### PASSAGE PROVIDED
══════════════════════════════
10 Key Characteristics of Top Performing Fundraising Directors
Fundraising Directors are crucial for success. This incredible mastermind, known as Head of Fundraising in some countries, is in control of a massive budget and responsible for providing the organisation with the resources to do what it is supposed to. If you know how complex fundraising management is, you also know the sheer power of the Fundraising Director. (S)he controls information, makes everyday decisions, prioritises activities, inspires the team and sets the overall direction. At least, that’s what they should…
So what is the leadership performance you should expect from the ideal Fundraising Director? Here are 10 key characteristics that you can use to recognise the best Fundraising Directors. Use this list for future job interviews so you know what you are looking for!
1. Innovate and Constantly Change
The late Tony Elischer, fundraising legend and futurologist, was all about innovation and breaking with the status quo. In his last blog post for 101fundraising he described it perfectly:
“One of my long term mantras has been to use windows, not mirrors, a simple way of reminding myself that truly to move forward, be in line with the market place and to have any hope of innovating, you have to focus on the outside world and not the internal world of an organisation.”
Tony Elischer (101fundraising, October 2015)
Fundraising Directors need to go out, try new things and open up to new ideas. (S)he must be able to listen to and act on advice. They have the special ability to not feel criticised, but use relevant input and others’ strength to grow and rethink existing paradigms.
Innovation is not just the shiny new technology. Innovation is constantly improving everything you do. Be in constant motion to change, even the basic things you hardly ever think about – not just the mind-boggling, earthshaking, life altering change, but also the step-by-step incremental changes that make a difference.
2. Long-term Visionary
Fundraising Directors should have a clear vision on fundraising and of what their organisation is setting out to achieve. It is easier to get started once you know what you are aiming for. Sure there are unknowns and challenges, but it is better to try and fail than ignore and continue with less knowledge and experience. Even with twists and turns, Fundraising Directors are clear about the direction of the fundraising program and do not waiver too far from the vision.
A vision is not something you will reach next year or even in two years. Your vision has to be long-term. The Fundraising Director shares this vision within the organisation and seeks buy-in from the whole staff. The Fundraising Director takes everybody in the organisation on a fundraising learning curve, educates them about the chosen strategy, and helps determine the role everybody plays in delivering the plan. It is a team effort and every player is on board.
I will never forget Karen Osborne’s masterclass about leadership. She asked: What is it that a manager should be doing most of the time? The correct answer: thinking about what is coming and preparing for the future. In other words, if there is no long-term vision, you will constantly be plugging leaks. Be prepared, be in control.
The Fundraising Director needs to inspire the team and make clear what role everyone plays in the greater scheme of things and how they each contribute. Constant and clear communication is required among everyone: manager and team, manager and CEO, manager and the rest of the organisation. This highly skilled communicator knows how to talk to people at their own level of understanding. They know how staff members think and what makes them tick. They ask the right questions, to challenge the team and raise the bar in a controlled and thoughtful manner. (S)he inspires the team to love their work. Finally, the ideal Fundraising Director knows how to market their own work: internal marketing of the fundraising program is essential to counter any resistance to it.
══════════════════════════════
### RECORD EXCERPTS
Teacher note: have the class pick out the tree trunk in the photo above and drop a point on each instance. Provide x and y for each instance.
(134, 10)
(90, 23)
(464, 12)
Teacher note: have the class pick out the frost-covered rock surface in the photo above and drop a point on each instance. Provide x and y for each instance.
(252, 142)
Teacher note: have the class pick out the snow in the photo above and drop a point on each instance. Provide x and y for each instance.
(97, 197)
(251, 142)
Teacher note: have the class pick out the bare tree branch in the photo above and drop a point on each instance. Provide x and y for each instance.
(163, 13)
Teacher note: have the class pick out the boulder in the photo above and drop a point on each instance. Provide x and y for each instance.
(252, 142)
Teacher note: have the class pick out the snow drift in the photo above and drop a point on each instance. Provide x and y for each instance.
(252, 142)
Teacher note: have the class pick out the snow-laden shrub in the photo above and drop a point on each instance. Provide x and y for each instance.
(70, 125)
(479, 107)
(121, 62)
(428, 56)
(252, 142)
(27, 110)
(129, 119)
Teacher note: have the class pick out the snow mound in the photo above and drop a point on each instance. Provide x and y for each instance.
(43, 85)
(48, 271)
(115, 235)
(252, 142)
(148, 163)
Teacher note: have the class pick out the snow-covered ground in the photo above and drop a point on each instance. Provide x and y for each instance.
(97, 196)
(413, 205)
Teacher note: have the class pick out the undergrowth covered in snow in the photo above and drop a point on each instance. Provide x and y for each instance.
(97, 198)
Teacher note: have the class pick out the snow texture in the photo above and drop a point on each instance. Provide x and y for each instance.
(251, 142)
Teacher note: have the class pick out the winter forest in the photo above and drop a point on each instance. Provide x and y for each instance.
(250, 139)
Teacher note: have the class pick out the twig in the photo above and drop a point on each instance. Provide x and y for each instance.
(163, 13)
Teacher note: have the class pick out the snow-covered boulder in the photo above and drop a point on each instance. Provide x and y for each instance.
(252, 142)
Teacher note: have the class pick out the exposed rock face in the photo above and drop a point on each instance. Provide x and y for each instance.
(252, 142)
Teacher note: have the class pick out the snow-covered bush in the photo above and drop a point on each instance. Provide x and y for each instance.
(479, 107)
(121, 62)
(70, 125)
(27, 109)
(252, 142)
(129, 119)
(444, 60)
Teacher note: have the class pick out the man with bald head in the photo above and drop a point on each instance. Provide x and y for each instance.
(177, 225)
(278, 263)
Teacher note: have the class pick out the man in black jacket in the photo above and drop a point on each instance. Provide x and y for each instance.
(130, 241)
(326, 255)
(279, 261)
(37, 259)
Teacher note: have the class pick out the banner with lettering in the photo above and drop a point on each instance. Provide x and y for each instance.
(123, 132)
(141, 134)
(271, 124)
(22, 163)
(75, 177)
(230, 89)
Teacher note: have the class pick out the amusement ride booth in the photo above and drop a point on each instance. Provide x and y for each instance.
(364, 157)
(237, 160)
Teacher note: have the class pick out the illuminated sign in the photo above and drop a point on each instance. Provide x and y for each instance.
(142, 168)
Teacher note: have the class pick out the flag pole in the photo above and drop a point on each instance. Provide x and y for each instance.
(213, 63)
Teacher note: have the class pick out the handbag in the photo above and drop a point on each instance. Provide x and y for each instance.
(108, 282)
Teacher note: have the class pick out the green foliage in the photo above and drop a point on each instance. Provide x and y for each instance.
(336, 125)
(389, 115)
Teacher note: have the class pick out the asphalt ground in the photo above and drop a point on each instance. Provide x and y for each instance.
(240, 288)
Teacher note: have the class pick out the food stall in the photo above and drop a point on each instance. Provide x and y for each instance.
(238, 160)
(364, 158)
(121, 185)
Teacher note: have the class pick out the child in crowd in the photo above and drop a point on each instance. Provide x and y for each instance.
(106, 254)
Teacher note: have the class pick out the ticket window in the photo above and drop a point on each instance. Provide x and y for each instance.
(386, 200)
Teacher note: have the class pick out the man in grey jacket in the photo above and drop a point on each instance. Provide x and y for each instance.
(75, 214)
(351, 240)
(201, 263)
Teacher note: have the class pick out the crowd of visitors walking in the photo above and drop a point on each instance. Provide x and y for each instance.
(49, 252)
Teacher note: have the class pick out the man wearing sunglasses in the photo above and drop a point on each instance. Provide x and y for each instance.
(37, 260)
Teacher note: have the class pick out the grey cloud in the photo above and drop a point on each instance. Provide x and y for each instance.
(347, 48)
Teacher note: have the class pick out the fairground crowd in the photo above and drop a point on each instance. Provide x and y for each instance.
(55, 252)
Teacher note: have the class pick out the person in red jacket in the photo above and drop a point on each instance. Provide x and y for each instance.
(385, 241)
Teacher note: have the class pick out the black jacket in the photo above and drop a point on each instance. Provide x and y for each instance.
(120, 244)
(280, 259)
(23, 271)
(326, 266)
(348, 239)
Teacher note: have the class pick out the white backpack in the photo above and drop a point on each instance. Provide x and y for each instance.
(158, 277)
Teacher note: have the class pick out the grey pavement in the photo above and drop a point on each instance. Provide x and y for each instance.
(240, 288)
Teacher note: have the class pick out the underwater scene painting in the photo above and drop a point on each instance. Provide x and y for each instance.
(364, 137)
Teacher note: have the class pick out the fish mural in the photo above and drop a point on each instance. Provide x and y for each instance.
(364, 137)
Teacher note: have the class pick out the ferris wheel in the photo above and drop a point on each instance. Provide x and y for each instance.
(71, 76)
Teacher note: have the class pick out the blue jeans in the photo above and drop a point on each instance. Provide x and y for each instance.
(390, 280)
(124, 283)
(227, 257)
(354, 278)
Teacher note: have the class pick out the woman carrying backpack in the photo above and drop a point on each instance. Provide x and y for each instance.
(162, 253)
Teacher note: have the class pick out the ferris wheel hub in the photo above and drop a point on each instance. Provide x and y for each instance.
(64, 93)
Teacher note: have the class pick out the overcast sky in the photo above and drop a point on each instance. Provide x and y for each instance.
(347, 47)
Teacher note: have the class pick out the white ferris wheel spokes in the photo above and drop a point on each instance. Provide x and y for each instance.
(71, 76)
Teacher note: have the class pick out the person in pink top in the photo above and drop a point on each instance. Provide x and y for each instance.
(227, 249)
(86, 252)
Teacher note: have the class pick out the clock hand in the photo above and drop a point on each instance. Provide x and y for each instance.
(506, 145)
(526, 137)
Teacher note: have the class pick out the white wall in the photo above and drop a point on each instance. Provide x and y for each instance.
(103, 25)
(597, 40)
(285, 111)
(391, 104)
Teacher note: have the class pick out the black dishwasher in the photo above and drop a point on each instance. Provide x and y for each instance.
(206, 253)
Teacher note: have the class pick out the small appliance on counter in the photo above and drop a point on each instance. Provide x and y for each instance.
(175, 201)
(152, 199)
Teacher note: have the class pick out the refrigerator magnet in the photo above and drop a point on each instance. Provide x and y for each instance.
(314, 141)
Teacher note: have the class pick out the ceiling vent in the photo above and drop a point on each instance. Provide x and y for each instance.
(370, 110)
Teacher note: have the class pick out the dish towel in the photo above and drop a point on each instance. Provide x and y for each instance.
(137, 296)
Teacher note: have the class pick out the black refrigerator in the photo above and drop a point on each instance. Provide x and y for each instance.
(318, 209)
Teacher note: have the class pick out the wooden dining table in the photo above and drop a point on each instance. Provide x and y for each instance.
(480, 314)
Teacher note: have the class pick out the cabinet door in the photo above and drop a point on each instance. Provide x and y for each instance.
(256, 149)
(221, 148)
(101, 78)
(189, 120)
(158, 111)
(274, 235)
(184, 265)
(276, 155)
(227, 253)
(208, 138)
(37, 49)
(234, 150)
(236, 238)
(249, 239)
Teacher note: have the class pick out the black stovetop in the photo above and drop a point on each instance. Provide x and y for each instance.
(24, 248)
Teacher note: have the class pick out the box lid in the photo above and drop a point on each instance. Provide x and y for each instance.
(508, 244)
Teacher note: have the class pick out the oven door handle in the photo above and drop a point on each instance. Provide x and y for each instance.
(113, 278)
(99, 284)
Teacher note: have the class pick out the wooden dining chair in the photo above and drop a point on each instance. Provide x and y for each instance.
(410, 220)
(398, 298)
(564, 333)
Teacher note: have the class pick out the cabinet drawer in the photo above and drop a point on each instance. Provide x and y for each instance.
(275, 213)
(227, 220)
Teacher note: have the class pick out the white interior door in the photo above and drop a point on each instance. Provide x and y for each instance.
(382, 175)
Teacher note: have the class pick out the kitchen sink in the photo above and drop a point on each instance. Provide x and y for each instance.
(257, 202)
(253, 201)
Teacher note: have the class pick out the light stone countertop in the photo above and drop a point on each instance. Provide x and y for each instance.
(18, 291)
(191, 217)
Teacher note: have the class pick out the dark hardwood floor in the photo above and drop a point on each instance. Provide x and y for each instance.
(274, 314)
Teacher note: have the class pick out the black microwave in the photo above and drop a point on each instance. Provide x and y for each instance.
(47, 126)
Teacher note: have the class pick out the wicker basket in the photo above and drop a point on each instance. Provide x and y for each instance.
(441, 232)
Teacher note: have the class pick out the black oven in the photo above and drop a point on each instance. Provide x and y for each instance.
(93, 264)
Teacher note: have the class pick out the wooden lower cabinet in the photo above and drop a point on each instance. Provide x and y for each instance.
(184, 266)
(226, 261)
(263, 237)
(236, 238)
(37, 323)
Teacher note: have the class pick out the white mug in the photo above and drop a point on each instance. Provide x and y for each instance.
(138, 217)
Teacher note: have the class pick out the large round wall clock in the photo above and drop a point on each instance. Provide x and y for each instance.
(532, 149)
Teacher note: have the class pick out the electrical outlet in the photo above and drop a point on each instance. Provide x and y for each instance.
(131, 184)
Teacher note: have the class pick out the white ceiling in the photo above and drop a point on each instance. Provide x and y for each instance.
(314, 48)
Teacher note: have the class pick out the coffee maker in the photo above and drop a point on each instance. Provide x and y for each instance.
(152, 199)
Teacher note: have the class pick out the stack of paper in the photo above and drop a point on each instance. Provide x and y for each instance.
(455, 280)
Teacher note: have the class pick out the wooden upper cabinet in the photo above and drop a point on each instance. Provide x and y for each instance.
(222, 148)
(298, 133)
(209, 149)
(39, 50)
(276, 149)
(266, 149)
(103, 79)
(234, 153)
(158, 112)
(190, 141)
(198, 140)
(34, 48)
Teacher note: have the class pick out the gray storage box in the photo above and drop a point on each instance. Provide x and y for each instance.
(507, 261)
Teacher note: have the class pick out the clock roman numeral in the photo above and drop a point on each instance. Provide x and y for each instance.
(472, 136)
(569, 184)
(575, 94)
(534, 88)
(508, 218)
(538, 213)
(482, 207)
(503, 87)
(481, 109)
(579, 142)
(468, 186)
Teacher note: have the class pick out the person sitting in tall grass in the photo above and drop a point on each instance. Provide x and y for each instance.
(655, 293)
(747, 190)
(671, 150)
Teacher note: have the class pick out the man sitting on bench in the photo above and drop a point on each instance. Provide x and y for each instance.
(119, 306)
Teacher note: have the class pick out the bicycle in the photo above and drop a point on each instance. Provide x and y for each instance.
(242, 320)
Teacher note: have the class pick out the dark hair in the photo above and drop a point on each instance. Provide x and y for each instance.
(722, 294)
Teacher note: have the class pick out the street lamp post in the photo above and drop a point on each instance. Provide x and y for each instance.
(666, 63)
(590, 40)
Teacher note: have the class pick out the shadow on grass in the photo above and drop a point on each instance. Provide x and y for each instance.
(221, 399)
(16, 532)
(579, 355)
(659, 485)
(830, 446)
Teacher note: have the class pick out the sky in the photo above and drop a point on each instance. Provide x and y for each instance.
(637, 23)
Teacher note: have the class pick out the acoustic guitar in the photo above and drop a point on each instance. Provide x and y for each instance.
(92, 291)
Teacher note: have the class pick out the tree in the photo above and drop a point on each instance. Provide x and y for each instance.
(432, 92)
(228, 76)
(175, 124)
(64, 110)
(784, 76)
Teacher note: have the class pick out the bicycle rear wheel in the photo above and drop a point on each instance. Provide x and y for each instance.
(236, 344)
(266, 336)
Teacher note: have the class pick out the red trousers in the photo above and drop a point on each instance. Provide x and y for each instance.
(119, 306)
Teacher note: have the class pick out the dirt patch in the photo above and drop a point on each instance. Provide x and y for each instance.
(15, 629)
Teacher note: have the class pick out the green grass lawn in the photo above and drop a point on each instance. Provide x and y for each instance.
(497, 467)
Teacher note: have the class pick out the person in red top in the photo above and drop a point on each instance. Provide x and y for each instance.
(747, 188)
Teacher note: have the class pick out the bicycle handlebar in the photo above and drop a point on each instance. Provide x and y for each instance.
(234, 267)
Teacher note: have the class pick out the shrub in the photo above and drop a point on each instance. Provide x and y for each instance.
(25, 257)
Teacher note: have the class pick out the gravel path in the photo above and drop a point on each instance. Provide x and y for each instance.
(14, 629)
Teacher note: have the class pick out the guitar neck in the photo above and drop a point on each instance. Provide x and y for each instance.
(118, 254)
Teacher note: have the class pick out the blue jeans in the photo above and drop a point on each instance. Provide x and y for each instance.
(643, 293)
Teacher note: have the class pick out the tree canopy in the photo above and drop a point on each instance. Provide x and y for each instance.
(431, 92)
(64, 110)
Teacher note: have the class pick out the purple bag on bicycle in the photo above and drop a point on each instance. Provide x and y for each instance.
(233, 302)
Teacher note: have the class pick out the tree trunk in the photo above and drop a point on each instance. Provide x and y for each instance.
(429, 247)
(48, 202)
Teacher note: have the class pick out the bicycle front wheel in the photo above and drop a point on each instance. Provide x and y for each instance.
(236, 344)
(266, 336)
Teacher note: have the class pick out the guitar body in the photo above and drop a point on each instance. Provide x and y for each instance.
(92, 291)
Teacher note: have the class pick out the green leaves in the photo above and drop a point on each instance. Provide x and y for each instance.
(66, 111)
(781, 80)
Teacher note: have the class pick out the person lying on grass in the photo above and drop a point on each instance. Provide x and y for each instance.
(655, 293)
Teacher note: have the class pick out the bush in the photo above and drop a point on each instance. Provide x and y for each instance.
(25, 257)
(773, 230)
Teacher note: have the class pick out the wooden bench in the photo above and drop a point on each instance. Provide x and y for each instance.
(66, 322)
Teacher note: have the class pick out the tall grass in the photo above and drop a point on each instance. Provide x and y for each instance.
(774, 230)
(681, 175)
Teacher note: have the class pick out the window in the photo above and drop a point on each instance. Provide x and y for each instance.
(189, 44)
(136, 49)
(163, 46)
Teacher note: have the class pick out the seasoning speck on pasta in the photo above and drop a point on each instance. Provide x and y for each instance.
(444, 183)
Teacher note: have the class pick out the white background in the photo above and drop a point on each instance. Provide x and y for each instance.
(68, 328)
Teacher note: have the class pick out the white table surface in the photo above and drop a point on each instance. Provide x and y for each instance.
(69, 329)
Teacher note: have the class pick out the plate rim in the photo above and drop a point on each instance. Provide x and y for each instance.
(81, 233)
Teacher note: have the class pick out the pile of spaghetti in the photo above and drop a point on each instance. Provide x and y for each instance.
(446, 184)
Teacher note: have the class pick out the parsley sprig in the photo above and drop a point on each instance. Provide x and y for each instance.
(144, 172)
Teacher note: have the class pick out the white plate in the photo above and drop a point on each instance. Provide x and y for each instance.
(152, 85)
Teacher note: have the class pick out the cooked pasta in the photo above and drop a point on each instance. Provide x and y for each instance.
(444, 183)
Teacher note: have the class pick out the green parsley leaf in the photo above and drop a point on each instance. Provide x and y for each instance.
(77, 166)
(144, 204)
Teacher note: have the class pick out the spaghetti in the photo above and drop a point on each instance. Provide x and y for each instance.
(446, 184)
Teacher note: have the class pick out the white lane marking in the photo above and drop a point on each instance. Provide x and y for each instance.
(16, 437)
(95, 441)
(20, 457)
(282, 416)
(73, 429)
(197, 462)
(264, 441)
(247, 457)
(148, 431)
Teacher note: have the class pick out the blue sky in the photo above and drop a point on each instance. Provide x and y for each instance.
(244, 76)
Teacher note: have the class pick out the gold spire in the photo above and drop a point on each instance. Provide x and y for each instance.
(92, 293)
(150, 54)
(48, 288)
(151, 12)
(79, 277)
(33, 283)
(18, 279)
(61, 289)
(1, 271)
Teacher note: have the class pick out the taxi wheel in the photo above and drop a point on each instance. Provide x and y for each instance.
══════════════════════════════
### WHAT YOU ARE ASKED TO DO
In the article on top-performing fundraising directors, what answer is given to Karen Osborne's question about what a manager should be doing most of the time?

### WRITTEN RESPONSE
Thinking about what is coming and preparing for the future.